**Source passage:**
++++++

# Florida Starfish



## CMonroe

I have an interesting oportunity, but I'm not sure if I want to take it. A guy I work with just got back from a week long fishing trip in Florida, and inadvertantly brought back some live starfish in his live-well. They pulled up anchor at night, and he dropped the wet & dirty anchor & chain in the livewell to keep the deck clean. When they got back home and started cleaning the boat, they found several starfish in the livewell, still alive. He put them in a bucket and put an air pump on it to keep them alive, but they probably won't last long in a bucket. Being in Houston, it's not reasonable to put them back where he found them, and I cautioned him not to release them locally (Galveston) in case he would be introducing a non-native species, so he offered them to me. I haven't been over to seem them yet, but from the description I think they are some form of echinaster species: http://www.gsmfc.org/seamap/picture_guide/Echinoderms/echinaster.pdf
Has anybody ever tried to keep starfish from Florida in their aquariums (after a suitable quarantine period of course)? Any idea if these would eat my corals, polyps, or clams? 

CMonroe


----------



## Fishfirst

My guess is that they will most likely eat beneficial sponges, clams, and other inverts. Although TOS probably has a better idea of what their diet consists of. Usually Echinaster species are relatively easy to keep though.


----------



## CMonroe

Definately some form of brown-ish Echinaster species, possibly they are the exact ones in the link I included. It looks like seven of one, and one of the others. They range in size from 2" tip-2-tip, to 4" t-2-t.

++++++

**Dataset extract:**
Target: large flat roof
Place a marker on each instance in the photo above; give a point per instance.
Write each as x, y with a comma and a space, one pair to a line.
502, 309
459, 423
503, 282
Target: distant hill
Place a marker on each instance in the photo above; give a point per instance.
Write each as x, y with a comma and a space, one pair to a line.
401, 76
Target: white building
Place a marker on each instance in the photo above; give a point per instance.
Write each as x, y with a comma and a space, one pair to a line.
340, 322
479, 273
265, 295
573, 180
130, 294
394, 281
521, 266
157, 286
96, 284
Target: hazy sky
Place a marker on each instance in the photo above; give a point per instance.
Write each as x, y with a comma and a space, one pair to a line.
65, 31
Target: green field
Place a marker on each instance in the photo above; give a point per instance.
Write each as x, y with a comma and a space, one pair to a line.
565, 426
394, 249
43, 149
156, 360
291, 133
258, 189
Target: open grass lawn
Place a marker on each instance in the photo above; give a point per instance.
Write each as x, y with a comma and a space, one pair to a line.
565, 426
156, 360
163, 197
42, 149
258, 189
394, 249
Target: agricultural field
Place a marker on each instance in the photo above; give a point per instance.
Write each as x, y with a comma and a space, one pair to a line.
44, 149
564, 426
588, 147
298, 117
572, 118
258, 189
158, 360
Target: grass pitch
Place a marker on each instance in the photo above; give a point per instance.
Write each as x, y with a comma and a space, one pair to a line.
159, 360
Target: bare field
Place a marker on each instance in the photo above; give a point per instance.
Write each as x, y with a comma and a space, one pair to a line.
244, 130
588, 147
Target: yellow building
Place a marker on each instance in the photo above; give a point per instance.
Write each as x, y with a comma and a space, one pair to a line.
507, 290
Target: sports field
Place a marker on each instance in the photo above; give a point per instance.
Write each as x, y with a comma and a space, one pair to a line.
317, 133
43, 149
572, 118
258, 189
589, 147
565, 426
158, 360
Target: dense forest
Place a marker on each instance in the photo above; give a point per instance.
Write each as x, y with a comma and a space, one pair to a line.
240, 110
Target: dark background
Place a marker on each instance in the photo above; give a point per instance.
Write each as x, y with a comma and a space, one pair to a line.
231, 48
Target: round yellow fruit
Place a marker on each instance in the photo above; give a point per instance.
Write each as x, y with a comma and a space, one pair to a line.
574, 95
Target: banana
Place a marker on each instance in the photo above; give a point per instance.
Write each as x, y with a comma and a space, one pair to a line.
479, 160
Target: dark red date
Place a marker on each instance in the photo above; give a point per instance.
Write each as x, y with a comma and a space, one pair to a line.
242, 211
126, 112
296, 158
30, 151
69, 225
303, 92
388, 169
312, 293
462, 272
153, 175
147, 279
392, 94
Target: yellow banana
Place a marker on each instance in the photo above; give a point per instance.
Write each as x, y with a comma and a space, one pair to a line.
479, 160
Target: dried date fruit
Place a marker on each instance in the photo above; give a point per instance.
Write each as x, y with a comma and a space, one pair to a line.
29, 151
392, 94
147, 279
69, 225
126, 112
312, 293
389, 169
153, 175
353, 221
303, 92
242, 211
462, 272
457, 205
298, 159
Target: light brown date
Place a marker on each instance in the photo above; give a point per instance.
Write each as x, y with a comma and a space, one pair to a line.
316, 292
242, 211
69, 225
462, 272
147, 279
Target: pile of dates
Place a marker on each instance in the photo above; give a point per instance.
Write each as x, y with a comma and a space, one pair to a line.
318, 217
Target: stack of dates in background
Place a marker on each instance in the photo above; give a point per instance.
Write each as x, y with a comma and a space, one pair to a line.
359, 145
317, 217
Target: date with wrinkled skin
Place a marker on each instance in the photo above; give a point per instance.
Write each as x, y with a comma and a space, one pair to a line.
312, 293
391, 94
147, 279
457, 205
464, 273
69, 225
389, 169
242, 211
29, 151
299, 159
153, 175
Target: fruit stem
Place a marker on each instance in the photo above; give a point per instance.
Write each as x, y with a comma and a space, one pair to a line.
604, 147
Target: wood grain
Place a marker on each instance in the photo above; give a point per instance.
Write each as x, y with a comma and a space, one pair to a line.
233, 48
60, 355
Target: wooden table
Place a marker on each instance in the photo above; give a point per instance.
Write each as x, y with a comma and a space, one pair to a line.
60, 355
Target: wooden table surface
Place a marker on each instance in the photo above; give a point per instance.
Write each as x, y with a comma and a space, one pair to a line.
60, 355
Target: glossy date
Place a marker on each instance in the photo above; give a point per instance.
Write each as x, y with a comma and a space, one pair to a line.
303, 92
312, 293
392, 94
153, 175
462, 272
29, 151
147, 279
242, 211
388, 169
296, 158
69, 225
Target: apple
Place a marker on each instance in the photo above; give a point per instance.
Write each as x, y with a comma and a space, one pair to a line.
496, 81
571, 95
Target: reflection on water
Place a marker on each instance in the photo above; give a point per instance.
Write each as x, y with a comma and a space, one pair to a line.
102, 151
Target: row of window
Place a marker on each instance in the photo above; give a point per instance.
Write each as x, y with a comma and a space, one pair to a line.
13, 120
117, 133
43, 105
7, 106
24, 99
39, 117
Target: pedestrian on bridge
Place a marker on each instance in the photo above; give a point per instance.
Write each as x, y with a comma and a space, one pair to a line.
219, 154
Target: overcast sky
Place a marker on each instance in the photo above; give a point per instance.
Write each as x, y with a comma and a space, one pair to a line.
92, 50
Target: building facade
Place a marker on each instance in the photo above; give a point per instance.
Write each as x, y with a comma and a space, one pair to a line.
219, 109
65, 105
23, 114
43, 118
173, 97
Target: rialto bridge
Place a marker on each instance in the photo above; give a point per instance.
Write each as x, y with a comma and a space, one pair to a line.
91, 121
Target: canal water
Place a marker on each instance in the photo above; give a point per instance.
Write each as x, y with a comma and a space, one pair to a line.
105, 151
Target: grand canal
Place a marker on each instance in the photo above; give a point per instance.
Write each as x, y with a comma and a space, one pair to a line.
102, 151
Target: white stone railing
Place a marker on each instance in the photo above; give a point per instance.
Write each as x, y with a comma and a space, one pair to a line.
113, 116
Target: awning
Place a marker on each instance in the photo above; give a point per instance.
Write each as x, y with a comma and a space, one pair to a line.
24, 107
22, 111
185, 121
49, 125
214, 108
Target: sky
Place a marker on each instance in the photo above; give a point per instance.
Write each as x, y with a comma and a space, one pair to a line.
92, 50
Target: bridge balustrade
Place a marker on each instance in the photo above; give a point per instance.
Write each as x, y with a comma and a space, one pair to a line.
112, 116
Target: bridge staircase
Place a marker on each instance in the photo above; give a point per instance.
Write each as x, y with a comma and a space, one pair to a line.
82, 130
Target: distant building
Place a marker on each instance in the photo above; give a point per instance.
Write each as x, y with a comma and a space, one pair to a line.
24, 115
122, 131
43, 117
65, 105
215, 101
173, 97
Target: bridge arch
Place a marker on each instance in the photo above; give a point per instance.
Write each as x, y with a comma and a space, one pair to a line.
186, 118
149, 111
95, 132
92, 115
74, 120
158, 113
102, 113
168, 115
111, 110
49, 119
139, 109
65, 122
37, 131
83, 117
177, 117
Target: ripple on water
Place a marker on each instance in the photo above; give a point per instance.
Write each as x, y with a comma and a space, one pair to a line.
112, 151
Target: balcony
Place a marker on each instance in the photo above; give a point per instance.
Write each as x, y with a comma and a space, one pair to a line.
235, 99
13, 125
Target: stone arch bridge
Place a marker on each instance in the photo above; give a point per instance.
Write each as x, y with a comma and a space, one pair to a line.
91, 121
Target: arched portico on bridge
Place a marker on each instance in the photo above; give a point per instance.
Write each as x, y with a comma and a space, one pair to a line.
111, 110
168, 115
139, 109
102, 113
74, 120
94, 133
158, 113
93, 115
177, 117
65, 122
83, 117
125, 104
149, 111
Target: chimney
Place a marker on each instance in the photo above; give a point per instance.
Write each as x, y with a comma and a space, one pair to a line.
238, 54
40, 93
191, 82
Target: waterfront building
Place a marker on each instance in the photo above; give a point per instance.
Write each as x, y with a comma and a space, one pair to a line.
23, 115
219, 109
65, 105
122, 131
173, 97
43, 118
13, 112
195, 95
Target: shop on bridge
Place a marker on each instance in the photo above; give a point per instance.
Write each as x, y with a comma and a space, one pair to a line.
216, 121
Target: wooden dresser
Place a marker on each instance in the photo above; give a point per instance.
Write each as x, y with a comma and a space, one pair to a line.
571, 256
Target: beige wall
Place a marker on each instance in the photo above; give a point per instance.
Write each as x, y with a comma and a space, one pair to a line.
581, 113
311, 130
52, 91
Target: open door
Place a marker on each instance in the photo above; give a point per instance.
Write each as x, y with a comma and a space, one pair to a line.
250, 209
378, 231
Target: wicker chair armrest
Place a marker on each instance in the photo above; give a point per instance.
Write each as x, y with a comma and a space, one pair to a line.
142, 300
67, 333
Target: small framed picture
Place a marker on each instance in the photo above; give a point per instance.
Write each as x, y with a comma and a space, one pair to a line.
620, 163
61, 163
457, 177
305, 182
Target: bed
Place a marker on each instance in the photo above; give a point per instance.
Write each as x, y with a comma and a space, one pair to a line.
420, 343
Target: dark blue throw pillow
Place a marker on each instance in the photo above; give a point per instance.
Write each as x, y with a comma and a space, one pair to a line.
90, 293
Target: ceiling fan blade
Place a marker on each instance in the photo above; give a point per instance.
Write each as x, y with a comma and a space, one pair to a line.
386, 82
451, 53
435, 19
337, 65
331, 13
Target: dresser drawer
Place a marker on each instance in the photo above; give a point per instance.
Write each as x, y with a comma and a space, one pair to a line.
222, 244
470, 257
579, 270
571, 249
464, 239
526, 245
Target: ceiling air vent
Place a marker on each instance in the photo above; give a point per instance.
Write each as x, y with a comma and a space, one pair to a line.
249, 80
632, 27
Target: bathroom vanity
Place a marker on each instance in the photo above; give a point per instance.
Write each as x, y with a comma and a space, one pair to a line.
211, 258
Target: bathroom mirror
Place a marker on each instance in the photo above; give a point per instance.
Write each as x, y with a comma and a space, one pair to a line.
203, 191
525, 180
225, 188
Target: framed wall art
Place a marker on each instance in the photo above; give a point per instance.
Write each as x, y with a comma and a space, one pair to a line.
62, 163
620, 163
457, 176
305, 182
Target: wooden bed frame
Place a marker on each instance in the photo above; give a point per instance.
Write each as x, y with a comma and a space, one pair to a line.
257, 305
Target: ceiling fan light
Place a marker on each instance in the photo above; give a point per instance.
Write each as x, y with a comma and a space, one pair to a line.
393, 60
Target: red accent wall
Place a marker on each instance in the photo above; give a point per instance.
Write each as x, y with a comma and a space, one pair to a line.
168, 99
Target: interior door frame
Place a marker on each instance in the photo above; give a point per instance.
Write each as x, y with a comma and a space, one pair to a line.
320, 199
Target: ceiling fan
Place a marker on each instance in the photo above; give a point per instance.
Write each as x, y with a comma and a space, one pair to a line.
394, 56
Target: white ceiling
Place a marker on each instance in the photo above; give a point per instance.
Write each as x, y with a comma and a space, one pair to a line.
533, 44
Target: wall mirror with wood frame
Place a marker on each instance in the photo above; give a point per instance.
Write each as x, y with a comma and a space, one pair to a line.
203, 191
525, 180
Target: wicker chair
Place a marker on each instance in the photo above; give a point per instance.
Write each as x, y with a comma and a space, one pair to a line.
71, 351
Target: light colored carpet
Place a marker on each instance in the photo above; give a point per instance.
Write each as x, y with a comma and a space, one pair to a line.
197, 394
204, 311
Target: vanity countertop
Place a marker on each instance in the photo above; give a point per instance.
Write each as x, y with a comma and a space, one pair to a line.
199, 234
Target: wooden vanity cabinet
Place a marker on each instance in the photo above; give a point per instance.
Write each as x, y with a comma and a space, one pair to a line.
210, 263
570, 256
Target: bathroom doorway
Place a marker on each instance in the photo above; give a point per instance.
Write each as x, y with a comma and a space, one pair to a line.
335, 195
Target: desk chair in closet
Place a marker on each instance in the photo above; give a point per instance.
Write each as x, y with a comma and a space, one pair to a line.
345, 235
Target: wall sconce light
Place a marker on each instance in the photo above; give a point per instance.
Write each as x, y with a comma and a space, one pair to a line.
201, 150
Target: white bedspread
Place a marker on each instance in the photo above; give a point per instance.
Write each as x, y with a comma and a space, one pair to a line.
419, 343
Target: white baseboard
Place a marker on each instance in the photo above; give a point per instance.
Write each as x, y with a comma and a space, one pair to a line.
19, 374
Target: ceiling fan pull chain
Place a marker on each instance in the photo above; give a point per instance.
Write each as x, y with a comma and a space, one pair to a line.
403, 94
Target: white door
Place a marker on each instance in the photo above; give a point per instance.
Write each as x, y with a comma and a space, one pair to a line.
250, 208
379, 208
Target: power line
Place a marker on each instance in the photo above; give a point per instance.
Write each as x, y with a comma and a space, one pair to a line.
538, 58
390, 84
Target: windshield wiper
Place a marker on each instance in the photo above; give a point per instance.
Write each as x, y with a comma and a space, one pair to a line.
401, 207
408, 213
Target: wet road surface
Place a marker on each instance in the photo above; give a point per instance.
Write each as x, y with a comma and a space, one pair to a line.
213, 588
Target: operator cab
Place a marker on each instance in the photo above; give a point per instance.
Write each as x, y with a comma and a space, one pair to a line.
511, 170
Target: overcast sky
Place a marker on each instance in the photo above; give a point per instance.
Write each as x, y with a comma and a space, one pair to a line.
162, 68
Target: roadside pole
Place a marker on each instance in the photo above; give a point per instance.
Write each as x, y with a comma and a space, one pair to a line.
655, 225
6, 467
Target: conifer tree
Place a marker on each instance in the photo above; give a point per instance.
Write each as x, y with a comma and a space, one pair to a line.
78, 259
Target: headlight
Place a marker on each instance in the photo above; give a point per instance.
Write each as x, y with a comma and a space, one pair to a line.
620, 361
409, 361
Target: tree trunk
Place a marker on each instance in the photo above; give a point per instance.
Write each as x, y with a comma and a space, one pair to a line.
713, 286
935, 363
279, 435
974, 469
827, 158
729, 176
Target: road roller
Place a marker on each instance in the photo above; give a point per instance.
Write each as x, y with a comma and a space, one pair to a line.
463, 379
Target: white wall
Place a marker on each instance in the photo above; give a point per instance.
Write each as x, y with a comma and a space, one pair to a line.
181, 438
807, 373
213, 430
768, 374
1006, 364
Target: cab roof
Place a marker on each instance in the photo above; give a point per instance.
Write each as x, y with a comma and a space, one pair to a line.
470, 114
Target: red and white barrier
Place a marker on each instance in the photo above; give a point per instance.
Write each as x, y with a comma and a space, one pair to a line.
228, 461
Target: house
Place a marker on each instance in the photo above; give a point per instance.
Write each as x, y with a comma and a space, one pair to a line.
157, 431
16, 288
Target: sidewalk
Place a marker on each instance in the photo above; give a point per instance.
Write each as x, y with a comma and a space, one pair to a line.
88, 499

++++++

**What this exercise asks:**
1. In the starfish forum thread, what size range do the starfish have?
2. How many lines of the records contain the string "chair"? Reply with the number alone.
The starfish forum thread and the records are unrelated to each other.

**Task-by-task results:**
1. They range from 2" to 4" tip to tip.

2. 3